▶ Dataset extract:

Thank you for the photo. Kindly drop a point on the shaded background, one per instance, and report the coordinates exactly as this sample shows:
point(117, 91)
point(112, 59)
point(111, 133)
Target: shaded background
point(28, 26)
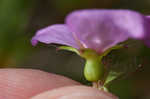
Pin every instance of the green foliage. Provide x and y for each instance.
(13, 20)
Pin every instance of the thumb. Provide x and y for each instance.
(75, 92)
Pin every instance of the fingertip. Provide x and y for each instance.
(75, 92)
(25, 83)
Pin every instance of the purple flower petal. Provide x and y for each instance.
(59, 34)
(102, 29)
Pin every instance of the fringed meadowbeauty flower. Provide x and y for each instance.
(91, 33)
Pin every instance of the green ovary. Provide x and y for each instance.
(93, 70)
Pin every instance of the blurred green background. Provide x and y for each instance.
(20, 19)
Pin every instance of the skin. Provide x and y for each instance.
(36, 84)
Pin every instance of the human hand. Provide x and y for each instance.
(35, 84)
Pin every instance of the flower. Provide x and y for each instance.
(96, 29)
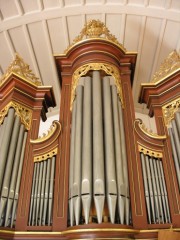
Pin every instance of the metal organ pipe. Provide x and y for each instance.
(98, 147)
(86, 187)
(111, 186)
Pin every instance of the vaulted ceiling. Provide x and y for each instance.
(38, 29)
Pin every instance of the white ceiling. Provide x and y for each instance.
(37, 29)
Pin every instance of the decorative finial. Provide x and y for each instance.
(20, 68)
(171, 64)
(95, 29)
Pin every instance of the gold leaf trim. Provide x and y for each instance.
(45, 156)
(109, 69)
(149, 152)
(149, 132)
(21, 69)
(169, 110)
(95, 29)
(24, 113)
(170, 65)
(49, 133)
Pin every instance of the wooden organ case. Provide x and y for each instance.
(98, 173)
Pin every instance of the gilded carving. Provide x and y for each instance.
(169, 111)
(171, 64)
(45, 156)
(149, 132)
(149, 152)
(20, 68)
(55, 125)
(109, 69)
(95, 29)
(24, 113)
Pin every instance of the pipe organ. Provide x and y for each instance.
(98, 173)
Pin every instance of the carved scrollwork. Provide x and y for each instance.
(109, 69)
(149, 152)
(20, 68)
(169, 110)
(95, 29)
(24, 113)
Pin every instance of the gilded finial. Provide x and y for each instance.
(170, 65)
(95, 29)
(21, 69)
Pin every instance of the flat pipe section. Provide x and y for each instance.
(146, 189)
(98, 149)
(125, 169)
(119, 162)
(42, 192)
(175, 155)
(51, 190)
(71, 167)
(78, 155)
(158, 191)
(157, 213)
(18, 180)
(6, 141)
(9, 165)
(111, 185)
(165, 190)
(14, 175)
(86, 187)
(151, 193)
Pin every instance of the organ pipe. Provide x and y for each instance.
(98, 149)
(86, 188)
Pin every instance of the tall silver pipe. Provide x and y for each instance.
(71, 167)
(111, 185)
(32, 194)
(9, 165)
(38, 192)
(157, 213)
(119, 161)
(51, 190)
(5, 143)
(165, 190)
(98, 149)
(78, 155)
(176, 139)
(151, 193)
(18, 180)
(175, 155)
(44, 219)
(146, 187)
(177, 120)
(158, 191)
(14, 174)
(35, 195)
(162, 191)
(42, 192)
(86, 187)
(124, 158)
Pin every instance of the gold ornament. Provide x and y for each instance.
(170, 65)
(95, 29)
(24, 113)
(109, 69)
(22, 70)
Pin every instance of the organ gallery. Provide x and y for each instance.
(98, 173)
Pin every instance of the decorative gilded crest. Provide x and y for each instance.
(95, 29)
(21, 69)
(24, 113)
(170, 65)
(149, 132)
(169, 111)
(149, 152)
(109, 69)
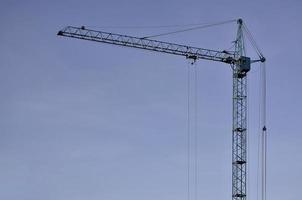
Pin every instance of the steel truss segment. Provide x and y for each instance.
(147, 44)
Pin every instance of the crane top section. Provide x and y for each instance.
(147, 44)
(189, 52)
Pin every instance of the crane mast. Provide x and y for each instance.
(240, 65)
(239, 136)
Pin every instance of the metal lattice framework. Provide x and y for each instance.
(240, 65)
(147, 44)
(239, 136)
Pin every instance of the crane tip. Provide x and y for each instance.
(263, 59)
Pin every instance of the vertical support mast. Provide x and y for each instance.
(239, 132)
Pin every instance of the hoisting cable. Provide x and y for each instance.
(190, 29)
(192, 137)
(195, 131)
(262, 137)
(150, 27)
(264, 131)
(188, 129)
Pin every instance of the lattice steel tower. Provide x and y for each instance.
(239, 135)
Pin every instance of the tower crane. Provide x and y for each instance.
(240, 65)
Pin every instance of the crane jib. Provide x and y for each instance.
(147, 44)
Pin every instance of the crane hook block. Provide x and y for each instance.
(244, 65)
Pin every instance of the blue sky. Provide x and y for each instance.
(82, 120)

...

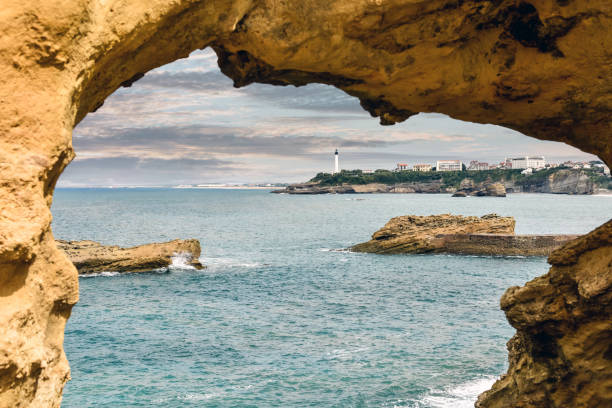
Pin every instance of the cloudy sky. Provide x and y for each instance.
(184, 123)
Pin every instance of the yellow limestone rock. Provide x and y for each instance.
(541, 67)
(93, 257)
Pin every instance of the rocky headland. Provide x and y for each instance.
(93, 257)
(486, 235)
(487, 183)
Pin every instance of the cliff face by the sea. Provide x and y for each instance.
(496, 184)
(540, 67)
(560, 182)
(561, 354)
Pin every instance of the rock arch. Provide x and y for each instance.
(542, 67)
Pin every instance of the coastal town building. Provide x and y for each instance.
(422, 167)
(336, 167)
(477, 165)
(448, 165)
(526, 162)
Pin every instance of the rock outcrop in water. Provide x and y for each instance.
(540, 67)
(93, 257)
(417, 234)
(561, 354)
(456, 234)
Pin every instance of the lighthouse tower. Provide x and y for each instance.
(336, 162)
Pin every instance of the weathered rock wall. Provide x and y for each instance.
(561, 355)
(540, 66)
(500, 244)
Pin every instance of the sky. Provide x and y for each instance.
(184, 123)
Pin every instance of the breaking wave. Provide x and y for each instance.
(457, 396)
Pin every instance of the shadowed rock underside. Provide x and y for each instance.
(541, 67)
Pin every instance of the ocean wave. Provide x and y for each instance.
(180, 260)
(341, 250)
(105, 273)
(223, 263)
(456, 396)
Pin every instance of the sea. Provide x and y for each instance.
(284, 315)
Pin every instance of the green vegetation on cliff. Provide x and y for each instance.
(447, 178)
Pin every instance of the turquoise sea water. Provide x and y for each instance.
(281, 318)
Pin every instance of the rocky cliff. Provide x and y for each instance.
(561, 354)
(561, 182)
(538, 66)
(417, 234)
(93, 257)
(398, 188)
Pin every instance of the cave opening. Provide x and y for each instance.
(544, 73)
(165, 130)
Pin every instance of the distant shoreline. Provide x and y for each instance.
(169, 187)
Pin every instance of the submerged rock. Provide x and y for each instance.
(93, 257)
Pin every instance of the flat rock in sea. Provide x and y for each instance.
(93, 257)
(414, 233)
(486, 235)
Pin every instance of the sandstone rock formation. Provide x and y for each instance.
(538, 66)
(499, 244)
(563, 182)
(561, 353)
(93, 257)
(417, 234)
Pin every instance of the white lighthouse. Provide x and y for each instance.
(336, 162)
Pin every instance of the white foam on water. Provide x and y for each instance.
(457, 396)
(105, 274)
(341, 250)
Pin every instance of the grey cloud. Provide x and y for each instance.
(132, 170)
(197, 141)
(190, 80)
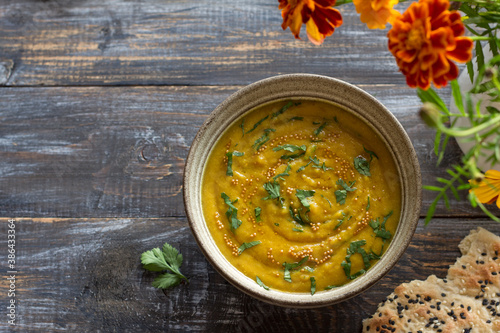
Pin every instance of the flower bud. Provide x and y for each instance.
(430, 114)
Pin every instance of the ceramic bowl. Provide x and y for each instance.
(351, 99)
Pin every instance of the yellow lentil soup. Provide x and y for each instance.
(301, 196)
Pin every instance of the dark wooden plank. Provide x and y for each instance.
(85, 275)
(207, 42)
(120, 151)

==

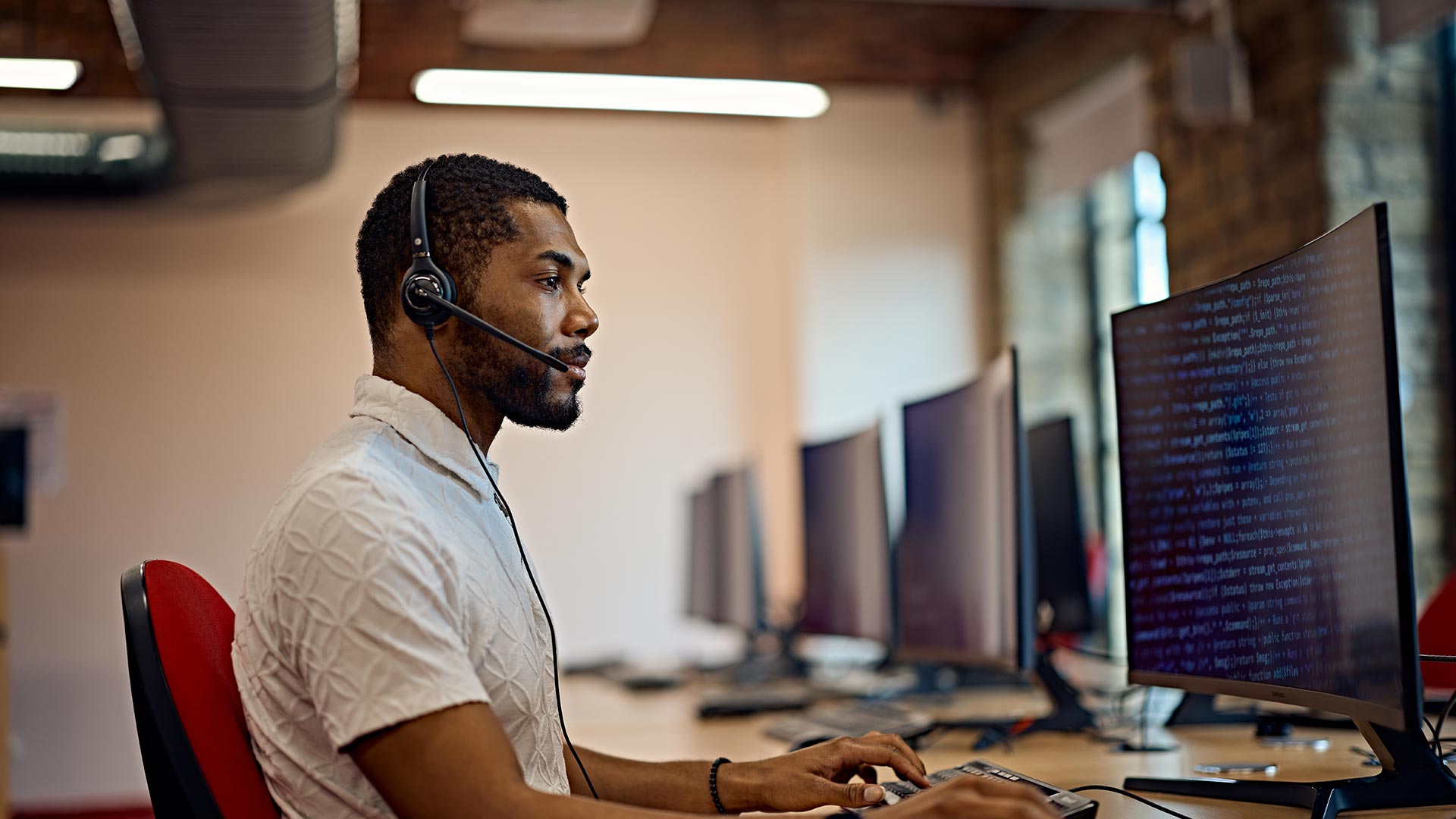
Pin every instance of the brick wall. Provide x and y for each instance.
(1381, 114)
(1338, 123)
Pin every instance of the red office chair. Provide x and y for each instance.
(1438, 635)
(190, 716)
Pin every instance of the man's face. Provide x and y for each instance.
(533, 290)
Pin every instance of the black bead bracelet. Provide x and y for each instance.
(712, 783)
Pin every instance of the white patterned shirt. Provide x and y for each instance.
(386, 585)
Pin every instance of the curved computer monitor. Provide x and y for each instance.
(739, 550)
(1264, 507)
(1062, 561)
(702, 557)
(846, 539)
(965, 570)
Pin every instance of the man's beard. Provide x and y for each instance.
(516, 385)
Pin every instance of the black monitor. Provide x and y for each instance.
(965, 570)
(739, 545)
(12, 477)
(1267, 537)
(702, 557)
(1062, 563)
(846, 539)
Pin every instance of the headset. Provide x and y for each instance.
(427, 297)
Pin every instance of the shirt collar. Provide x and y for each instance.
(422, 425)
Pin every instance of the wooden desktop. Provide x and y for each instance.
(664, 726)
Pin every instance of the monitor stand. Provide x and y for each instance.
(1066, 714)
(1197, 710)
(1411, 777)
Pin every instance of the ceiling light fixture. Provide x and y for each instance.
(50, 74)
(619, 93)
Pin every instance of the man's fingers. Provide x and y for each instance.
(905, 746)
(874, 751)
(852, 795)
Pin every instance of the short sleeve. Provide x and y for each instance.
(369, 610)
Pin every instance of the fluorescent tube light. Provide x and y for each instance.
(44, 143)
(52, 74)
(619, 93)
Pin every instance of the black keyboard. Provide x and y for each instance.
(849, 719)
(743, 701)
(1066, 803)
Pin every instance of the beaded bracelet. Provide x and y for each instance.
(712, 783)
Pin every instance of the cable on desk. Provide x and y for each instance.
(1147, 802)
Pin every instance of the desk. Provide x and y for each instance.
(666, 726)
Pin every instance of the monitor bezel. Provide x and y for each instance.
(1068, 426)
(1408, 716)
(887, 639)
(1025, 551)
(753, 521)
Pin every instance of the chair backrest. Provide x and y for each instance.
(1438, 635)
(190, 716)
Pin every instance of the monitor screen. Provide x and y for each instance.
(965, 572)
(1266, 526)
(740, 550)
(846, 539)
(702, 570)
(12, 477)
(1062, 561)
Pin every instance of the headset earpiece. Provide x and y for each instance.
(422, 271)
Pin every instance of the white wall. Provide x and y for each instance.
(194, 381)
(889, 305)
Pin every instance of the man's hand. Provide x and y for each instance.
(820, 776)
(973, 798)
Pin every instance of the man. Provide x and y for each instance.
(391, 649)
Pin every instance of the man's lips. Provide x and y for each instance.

▶ Work instructions: In the listing above, find the line containing "Pin every instance of the man's beard." and the line containing "Pin every instance of the man's lips.", then repeat those two lines and everything between them exactly.

▶ Written response:
Pin every instance of the man's beard. Provide x and y for each instance.
(516, 385)
Pin every instance of the black monitor. Provide x and y for each instance.
(965, 570)
(739, 545)
(12, 477)
(1267, 537)
(702, 557)
(1062, 563)
(846, 539)
Pin every instance of the headset. Provide x and y for each instance.
(427, 297)
Pin every instance of the shirt collar. Provide x and y for each instance.
(422, 425)
Pin every instance of the wooden desktop. Provide x and y for each instance.
(664, 726)
Pin every instance of the monitor stand. Provide x and y for each instance.
(1066, 714)
(1197, 710)
(1411, 777)
Pin every instance of the ceiling light fixture. Provide x and y for each instance.
(50, 74)
(619, 93)
Pin every instance of the man's fingers. Provide x and y for each instance.
(905, 746)
(874, 751)
(852, 795)
Pin every instance of the short sleeve. Provide x and y for each instance.
(369, 610)
Pin every instance of the fluorescent tube light. Provide x and y for each instance.
(44, 143)
(52, 74)
(619, 93)
Pin every instance of the black keyboard. Provide x and y for each instance.
(849, 719)
(743, 701)
(1066, 803)
Pin every instance of the beaded bracelet. Provide x and y for each instance.
(712, 783)
Pin every instance of the cable on desk. Provide x and y for each instance.
(1147, 802)
Pin every instance of the desk. Provide x and y for each instance.
(666, 726)
Pin every instance of the monitor bezel. Provide x and y for each instance.
(1068, 426)
(1408, 716)
(887, 639)
(1025, 551)
(753, 521)
Pin every instance of the chair backrest. Provide x and y for each instance.
(1438, 635)
(190, 716)
Pin every instance of the monitor screen. Provide x and y for each instance.
(965, 572)
(1266, 526)
(740, 550)
(846, 539)
(702, 570)
(12, 477)
(1062, 561)
Pin every instance of the headset earpiece. Provide x and y for each instance.
(422, 271)
Pin every instance of the white wall. Provide x and y for each instance.
(194, 381)
(889, 305)
Pin every instance of the man's hand. Provide x and y for each instance.
(820, 776)
(973, 798)
Pin every instance of the man. Provide x and y for each instance.
(391, 649)
Pin every instance of the man's lips. Provide x and y for each instance.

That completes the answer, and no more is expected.